- [Task list]
a. In the forum thread about the passenger who farted in a driver's car, where did the driver drop that passenger off?
b. Write the next part of the forum thread about the passenger who farted in a driver's car, picking up right after its final sentence.
-- BEGIN Text --
You know where he lives, take a fat shit on his front porch. Problem solved. Leave your referral code tho


----------



## John Anderson (Jan 12, 2015)

thedarkstar said:


> These two guys in the 50's. One of them then says he needs to farts and does it. He then begins joking about it and if i will asses a cleaning fee on him.
> 
> I did not know how to handle the situation and contemplated throwing out the bastards.It was almost horrifying. As in seriously, this is not funny. This is NOT a city Bus. This is a private car.
> I dropped the idiot at his million dollar mansion. Not even a tip.


The rich view everyone else as less than human. That means your car may as well have been owned by a baboon.


----------



## John Anderson (Jan 12, 2015)

CJ ASLAN said:


> You know where he lives, take a fat shit on his front porch. Problem solved. Leave your referral code tho


If u wrong a rich person, police will be called and u might get shot. Best to Buber in your own toilet.

And join airbnb they have a toilet service where you can negotiate use of your toilet. I'd say charge by ass inch, if someone's ass is 18inches wide, you charge $18/min.


----------



## Worcester Sauce (Aug 20, 2014)

thedarkstar said:


> These two guys in the 50's. One of them then says he needs to farts and does it. He then begins joking about it and if i will asses a cleaning fee on him.
> 
> I did not know how to handle the situation and contemplated throwing out the bastards.It was almost horrifying. As in seriously, this is not funny. This is NOT a city Bus. This is a private car.
> I dropped the idiot at his million dollar mansion. Not even a tip.


....jeezz. Roll down your window and get over it. Consider yourself lucky that it was a fart. Pax are going to do a lot worse. A mustard stain doesn't smell, but it sure can stain.


----------



## grams777 (Jun 13, 2014)

thedarkstar said:


> These two guys in the 50's. One of them then says he needs to farts and does it. He then begins joking about it and if i will asses a cleaning fee on him.
> 
> I did not know how to handle the situation and contemplated throwing out the bastards.It was almost horrifying. As in seriously, this is not funny. This is NOT a city Bus. This is a private car.
-- END Text --
-- BEGIN Extracted entries --
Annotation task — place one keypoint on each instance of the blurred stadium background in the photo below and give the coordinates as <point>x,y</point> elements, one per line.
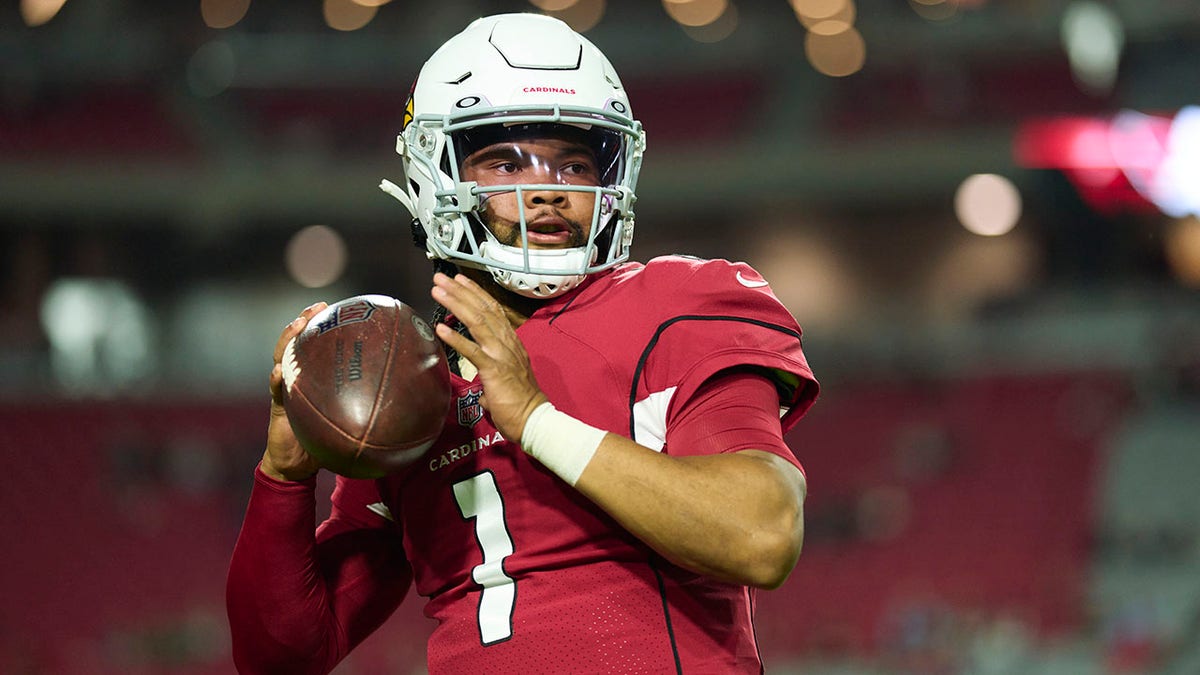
<point>984,213</point>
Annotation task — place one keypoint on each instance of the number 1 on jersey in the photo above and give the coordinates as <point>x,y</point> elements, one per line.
<point>478,497</point>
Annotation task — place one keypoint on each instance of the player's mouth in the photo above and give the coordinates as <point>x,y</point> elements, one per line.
<point>550,231</point>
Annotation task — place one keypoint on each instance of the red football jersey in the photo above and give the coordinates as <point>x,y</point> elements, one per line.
<point>525,574</point>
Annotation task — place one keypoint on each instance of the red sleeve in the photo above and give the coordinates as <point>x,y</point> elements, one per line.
<point>733,411</point>
<point>298,602</point>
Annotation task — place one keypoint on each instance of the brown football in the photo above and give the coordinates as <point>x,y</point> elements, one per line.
<point>366,387</point>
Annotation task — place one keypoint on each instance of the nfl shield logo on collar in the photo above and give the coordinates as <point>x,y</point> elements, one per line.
<point>469,411</point>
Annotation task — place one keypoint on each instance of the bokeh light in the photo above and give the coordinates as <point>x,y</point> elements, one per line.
<point>695,12</point>
<point>223,13</point>
<point>37,12</point>
<point>316,256</point>
<point>718,30</point>
<point>837,55</point>
<point>1182,250</point>
<point>347,15</point>
<point>820,10</point>
<point>1093,39</point>
<point>935,10</point>
<point>988,204</point>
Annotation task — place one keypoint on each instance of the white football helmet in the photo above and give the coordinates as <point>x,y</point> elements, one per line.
<point>509,76</point>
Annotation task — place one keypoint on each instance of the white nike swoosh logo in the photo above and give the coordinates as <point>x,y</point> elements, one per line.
<point>749,282</point>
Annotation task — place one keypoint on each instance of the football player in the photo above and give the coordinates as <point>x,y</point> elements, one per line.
<point>612,485</point>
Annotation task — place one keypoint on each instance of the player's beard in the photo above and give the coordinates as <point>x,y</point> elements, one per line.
<point>509,232</point>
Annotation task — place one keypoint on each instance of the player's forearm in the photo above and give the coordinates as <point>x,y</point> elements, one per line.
<point>275,598</point>
<point>733,517</point>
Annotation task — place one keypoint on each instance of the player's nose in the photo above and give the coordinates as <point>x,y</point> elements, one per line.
<point>546,196</point>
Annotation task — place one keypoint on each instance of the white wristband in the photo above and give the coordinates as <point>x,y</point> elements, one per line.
<point>561,442</point>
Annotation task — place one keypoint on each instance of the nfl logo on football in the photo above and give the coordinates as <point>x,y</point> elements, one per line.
<point>469,411</point>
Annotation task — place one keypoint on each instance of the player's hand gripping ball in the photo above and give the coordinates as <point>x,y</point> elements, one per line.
<point>366,387</point>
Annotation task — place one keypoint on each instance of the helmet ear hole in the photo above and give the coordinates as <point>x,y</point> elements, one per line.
<point>419,236</point>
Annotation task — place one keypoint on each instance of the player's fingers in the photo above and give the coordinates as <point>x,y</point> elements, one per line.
<point>478,310</point>
<point>276,384</point>
<point>461,344</point>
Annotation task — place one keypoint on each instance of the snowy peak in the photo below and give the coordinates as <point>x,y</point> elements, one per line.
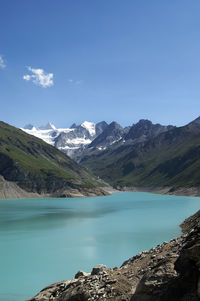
<point>28,126</point>
<point>48,126</point>
<point>90,127</point>
<point>69,140</point>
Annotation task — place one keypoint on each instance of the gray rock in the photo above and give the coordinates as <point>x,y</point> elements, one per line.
<point>99,269</point>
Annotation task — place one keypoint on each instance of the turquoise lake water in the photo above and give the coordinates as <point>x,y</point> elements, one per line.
<point>47,240</point>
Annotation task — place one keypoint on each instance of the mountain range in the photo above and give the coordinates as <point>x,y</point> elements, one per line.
<point>168,156</point>
<point>143,155</point>
<point>69,140</point>
<point>37,167</point>
<point>79,140</point>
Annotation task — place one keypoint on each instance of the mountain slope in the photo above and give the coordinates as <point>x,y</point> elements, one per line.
<point>170,159</point>
<point>36,166</point>
<point>69,140</point>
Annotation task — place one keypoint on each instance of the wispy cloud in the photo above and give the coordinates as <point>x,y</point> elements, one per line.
<point>76,82</point>
<point>2,62</point>
<point>39,77</point>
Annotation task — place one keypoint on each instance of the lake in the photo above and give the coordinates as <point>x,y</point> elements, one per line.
<point>47,240</point>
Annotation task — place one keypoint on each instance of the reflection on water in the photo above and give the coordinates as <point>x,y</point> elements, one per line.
<point>47,240</point>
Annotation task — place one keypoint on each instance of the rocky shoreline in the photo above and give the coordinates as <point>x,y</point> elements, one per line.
<point>169,190</point>
<point>169,272</point>
<point>10,190</point>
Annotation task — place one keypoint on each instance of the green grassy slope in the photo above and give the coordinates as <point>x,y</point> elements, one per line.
<point>36,166</point>
<point>170,159</point>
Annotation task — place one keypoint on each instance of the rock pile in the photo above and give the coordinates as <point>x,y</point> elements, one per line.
-- END Extracted entries --
- [Results by task]
a. At his million dollar mansion.

b.
> I dropped the idiot at his million dollar mansion. Not even a tip.


Laugh with him. Joke back, I don't know until I see if you blew a hole in my seat. Laugh some more. Then one star him after he gets out.


----------



## TidyVet (Dec 27, 2014)

Best tactic, make sure you 1 Star him.. That way we won't have to deal with that garbage again.


----------



## UL Driver SF (Aug 29, 2014)

Why didn't you just pull over and drop him off at the curb? Then laugh and say....sorry, my vehicle is out of service due to a loose asshole.


----------



## BlkGeep (Dec 7, 2014)

Exactly, your out, one star, I'll gladly take that one to teach someone a lesson.


----------



## jackstraww (Jan 20, 2015)

Yeah,, I might have said "Hey that was very uncool " then opened all the windows with a - "I hope you got a 5 dollar bill because if not, your ride ends right now"- I'm willing to let it go ,but its gonna cost ya"- -
No dough- out they go!- -(might as well try for a buck)
if they think your kiddin...tell them some BS about an UBER policy on rude passengers and find a safe spot to kick them out- This wasn't an accident,,this was foul assault done on purpose in your house- no ****in respect

But that's me> No rider intimidates the driver ,we hold the high hand..and we put up with enough without sophomoric nonsense like that.


----------



## LyftrBmore (Dec 14, 2014)

Classless. This really isn't a high paying enough gig to put up with that nonsense. Just because they are customers, doesn't give them the right to pull things like this. As an independent contractor, we can set the tone for what is or isn't ok in OUR vehicles.


----------



## ElectroFuzz (Jun 10, 2014)

TidyVet said:


> Best tactic, make sure you 1 Star him.. That way we won't have to deal with that garbage again.


As far as I know this is only true for Lyft.
On Uber you will be matched with him no mater what the rating.


----------



## Mr Potato (Aug 26, 2014)

A lighter would have solved the situation. Boom


----------



## unter ling (Sep 29, 2014)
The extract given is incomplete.